- **Data**

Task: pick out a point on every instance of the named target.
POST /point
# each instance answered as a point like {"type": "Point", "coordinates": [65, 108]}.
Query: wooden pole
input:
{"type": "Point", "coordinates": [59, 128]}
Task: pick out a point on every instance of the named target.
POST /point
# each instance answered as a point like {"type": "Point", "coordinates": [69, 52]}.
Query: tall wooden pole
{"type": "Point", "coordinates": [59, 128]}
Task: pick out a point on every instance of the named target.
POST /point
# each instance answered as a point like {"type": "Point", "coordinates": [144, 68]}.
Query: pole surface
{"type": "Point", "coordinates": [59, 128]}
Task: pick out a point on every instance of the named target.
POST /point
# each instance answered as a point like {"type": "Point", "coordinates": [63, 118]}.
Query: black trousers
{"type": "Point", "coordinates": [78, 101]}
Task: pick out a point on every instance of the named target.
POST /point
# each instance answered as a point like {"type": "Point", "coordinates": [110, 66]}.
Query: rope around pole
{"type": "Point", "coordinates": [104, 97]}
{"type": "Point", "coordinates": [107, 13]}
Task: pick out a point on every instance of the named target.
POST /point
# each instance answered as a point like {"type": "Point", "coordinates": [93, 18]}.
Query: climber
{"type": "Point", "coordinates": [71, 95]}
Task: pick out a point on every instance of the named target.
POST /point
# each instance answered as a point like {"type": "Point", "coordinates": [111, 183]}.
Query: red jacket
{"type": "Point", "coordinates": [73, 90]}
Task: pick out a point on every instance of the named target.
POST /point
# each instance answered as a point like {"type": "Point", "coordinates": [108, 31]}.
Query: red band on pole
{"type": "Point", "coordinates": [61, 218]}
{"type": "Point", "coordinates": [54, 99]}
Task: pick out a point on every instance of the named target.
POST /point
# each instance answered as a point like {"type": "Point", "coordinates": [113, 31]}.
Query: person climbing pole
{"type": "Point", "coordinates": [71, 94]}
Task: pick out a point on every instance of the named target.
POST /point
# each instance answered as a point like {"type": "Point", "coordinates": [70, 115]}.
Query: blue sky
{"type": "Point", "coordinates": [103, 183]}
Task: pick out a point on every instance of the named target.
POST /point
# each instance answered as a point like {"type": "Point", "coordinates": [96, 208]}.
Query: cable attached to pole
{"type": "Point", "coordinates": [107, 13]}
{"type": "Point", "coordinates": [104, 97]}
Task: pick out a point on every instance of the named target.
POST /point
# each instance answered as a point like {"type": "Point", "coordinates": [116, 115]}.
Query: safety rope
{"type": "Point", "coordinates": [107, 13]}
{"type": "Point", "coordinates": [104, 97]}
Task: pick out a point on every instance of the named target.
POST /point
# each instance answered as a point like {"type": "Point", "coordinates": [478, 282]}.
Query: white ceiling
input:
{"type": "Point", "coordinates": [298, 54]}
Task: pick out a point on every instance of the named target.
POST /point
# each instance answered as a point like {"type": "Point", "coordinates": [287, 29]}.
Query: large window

- **Problem details**
Each line of the data must be returned exactly.

- **Exercise response**
Task: pick out a point on every instance of the named target.
POST /point
# each instance answered as a point like {"type": "Point", "coordinates": [65, 108]}.
Query: wooden pole
input:
{"type": "Point", "coordinates": [59, 128]}
Task: pick out a point on every instance of the named target.
POST /point
# each instance answered as a point like {"type": "Point", "coordinates": [69, 52]}.
Query: tall wooden pole
{"type": "Point", "coordinates": [59, 128]}
Task: pick out a point on every instance of the named target.
POST /point
# each instance answered as a point like {"type": "Point", "coordinates": [144, 68]}.
Query: pole surface
{"type": "Point", "coordinates": [59, 128]}
Task: pick out a point on every instance of the named target.
POST /point
# each instance answered as a point like {"type": "Point", "coordinates": [63, 118]}.
Query: black trousers
{"type": "Point", "coordinates": [78, 101]}
Task: pick out a point on every instance of the named target.
POST /point
# each instance answered as a point like {"type": "Point", "coordinates": [110, 66]}.
Query: rope around pole
{"type": "Point", "coordinates": [104, 97]}
{"type": "Point", "coordinates": [107, 13]}
Task: pick out a point on every instance of the named target.
POST /point
# each instance answered as a point like {"type": "Point", "coordinates": [93, 18]}.
Query: climber
{"type": "Point", "coordinates": [71, 95]}
Task: pick out a point on every instance of the named target.
POST /point
# each instance answered as a point like {"type": "Point", "coordinates": [111, 183]}.
Query: red jacket
{"type": "Point", "coordinates": [73, 90]}
Task: pick out a point on every instance of the named target.
POST /point
# each instance answered as a point like {"type": "Point", "coordinates": [108, 31]}.
Query: red band on pole
{"type": "Point", "coordinates": [61, 218]}
{"type": "Point", "coordinates": [54, 99]}
Task: pick out a point on every instance of the named target.
POST /point
# each instance answered as a point like {"type": "Point", "coordinates": [113, 31]}.
Query: person climbing pole
{"type": "Point", "coordinates": [71, 94]}
Task: pick out a point on every instance of the named target.
POST /point
# each instance answered as a point like {"type": "Point", "coordinates": [70, 115]}.
Query: blue sky
{"type": "Point", "coordinates": [103, 183]}
Task: pick out a point on every instance of the named target.
POST /point
# each instance answered as a point like {"type": "Point", "coordinates": [96, 208]}.
Query: cable attached to pole
{"type": "Point", "coordinates": [107, 13]}
{"type": "Point", "coordinates": [104, 97]}
Task: pick out a point on every instance of the named target.
POST /point
# each instance answered as a point like {"type": "Point", "coordinates": [116, 115]}.
Query: safety rope
{"type": "Point", "coordinates": [107, 13]}
{"type": "Point", "coordinates": [104, 97]}
Task: pick out a point on every instance of the named target.
POST /point
# each instance answered as a point like {"type": "Point", "coordinates": [478, 282]}.
Query: white ceiling
input:
{"type": "Point", "coordinates": [298, 54]}
Task: pick out a point on every instance of the named target.
POST /point
# each instance answered as a point like {"type": "Point", "coordinates": [287, 29]}.
Query: large window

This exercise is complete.